DIRECTIVE
Reproduce, without any change, the part of the entries below that opens with the line containing "impala herd ->" and closes with the line containing "Outline every instance of the impala herd.", both of those lines included, and nothing else.

— start RECORD SET —

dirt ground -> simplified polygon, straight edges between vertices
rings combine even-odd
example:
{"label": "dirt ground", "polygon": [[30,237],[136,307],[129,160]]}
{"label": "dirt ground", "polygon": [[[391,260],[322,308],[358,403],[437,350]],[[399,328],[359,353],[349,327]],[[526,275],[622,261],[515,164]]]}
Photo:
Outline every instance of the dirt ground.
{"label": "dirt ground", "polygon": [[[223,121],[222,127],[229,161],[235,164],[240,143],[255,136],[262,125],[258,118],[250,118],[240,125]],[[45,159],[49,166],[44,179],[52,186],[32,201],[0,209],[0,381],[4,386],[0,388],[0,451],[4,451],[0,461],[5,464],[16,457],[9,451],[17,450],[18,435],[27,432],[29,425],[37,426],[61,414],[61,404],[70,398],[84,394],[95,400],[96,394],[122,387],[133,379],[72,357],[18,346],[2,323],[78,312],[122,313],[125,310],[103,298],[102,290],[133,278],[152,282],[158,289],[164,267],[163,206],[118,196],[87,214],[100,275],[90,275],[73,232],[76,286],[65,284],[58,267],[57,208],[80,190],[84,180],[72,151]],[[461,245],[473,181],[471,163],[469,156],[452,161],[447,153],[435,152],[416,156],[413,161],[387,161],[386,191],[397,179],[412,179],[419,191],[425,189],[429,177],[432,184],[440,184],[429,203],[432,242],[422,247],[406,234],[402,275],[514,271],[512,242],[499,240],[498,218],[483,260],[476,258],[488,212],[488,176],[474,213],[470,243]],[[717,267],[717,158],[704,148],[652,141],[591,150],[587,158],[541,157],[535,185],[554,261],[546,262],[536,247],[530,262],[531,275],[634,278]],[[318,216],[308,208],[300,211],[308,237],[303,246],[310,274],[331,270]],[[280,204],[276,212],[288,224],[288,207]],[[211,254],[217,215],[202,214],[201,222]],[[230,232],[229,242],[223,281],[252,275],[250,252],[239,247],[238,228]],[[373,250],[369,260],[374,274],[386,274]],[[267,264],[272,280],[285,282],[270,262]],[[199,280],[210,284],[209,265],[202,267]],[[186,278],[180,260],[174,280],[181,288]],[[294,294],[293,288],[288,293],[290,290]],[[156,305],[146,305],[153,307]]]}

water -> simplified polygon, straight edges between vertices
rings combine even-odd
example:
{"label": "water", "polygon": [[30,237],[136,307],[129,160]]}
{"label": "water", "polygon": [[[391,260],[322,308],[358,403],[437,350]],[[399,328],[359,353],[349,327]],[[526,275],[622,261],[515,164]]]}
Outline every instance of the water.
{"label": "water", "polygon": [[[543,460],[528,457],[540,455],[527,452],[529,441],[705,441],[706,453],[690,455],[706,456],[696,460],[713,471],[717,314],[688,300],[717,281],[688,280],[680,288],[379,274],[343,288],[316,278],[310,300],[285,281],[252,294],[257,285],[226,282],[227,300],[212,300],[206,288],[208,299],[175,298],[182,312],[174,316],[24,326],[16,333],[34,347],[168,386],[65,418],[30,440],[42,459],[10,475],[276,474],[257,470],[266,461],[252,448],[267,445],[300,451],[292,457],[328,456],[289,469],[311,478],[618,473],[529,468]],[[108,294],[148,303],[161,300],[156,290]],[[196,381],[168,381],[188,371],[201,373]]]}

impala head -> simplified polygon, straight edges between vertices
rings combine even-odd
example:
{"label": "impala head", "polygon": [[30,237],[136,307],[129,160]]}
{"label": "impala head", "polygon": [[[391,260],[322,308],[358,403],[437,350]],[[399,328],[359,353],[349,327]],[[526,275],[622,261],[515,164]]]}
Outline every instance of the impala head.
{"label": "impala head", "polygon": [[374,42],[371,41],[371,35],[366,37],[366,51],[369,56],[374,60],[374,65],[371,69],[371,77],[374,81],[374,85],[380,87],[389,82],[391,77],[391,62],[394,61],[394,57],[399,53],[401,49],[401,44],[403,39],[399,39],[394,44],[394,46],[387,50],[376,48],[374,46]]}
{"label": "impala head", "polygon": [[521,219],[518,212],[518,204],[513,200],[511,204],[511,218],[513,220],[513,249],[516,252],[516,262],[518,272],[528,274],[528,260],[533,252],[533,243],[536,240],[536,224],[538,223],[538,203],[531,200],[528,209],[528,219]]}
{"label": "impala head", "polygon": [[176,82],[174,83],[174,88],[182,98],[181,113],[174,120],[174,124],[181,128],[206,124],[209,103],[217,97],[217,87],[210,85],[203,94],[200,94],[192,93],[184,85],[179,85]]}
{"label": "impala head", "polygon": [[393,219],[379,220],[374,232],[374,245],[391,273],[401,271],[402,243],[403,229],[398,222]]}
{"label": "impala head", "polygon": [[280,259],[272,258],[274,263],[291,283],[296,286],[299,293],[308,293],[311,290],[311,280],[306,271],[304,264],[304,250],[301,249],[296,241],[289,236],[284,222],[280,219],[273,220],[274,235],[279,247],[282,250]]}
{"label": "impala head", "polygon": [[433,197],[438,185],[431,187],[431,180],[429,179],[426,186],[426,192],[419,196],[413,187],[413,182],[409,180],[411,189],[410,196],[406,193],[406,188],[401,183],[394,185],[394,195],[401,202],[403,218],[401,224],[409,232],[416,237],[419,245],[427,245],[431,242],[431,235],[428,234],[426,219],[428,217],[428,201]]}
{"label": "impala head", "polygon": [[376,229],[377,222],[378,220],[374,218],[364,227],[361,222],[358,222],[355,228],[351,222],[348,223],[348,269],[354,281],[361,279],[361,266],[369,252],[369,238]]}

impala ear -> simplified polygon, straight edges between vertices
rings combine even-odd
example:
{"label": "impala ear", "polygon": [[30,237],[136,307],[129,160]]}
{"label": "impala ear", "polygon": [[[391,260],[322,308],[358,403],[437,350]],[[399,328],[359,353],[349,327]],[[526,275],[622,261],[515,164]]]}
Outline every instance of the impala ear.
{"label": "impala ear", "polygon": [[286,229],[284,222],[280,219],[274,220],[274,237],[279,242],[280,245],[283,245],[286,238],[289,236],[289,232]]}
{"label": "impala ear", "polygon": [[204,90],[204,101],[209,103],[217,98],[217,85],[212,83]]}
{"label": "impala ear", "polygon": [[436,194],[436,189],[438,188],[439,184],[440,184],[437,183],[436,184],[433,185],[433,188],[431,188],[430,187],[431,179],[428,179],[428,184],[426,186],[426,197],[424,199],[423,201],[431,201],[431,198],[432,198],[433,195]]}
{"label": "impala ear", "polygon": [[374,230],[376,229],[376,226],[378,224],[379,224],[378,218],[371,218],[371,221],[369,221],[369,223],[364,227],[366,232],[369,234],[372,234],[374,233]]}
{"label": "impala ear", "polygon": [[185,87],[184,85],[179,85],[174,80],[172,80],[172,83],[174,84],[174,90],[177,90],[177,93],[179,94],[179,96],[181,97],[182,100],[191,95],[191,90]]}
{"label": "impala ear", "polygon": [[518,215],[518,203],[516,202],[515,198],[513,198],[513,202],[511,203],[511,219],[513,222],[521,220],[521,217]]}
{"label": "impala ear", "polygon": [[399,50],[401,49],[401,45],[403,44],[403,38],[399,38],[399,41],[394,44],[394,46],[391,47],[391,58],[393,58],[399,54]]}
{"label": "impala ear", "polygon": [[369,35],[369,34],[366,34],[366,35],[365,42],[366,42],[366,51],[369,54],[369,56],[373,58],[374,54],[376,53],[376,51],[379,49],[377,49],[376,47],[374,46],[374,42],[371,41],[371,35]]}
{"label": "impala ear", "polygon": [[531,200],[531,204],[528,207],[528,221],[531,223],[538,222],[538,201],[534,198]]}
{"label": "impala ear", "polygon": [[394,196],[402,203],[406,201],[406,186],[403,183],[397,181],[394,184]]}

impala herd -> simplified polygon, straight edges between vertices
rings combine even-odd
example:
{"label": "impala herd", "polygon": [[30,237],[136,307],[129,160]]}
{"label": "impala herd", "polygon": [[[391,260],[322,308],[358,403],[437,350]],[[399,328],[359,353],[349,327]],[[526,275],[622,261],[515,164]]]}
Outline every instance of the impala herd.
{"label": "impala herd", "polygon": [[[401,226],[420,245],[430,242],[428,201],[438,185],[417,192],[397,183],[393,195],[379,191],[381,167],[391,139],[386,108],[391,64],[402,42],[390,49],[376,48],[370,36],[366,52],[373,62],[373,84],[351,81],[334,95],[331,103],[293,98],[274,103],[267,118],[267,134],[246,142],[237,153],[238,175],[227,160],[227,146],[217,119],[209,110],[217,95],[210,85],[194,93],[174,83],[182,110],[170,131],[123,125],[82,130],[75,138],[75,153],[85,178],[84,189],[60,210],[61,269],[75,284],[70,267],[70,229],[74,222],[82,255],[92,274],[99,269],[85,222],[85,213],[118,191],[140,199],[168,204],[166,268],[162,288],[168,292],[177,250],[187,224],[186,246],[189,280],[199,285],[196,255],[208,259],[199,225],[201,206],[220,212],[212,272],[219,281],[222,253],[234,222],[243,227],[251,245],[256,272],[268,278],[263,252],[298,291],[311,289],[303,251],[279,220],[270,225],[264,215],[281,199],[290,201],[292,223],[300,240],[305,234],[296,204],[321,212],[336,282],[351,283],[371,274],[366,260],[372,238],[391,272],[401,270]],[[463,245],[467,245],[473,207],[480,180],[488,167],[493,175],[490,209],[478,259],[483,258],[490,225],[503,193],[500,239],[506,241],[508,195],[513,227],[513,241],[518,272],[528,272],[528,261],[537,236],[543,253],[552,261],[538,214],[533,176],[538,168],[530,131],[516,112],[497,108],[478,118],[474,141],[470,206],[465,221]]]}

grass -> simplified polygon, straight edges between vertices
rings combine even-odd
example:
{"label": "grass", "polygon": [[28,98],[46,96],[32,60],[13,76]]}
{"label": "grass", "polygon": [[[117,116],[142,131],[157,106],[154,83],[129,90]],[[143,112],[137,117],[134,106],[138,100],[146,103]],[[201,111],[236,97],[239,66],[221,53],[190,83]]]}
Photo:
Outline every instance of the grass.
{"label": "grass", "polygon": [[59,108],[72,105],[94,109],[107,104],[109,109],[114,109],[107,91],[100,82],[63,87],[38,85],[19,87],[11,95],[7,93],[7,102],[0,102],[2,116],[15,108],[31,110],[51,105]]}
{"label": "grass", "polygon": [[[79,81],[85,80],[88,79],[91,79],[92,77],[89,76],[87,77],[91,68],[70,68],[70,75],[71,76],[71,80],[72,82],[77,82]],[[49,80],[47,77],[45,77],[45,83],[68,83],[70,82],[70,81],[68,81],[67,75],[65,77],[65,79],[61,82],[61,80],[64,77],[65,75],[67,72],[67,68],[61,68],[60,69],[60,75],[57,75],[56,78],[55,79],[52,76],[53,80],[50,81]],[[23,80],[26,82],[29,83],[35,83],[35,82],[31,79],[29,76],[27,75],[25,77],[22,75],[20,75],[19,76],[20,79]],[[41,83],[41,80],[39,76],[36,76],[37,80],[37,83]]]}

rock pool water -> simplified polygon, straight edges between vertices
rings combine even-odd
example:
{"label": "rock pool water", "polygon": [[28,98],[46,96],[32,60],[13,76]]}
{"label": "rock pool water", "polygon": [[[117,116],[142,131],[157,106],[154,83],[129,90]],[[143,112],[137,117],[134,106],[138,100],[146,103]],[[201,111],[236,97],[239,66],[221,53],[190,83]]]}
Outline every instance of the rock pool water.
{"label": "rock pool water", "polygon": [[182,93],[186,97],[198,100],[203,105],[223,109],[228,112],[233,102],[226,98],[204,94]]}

— end RECORD SET —

RESULT FOR THIS TASK
impala herd -> simplified polygon, straight edges between vertices
rings combine even-odd
example:
{"label": "impala herd", "polygon": [[30,237],[136,307],[129,160]]}
{"label": "impala herd", "polygon": [[[391,260],[322,308],[358,403],[437,350]],[[399,328],[359,353],[349,327]],[[526,275],[622,261],[515,164]]]}
Outline every instance of the impala herd.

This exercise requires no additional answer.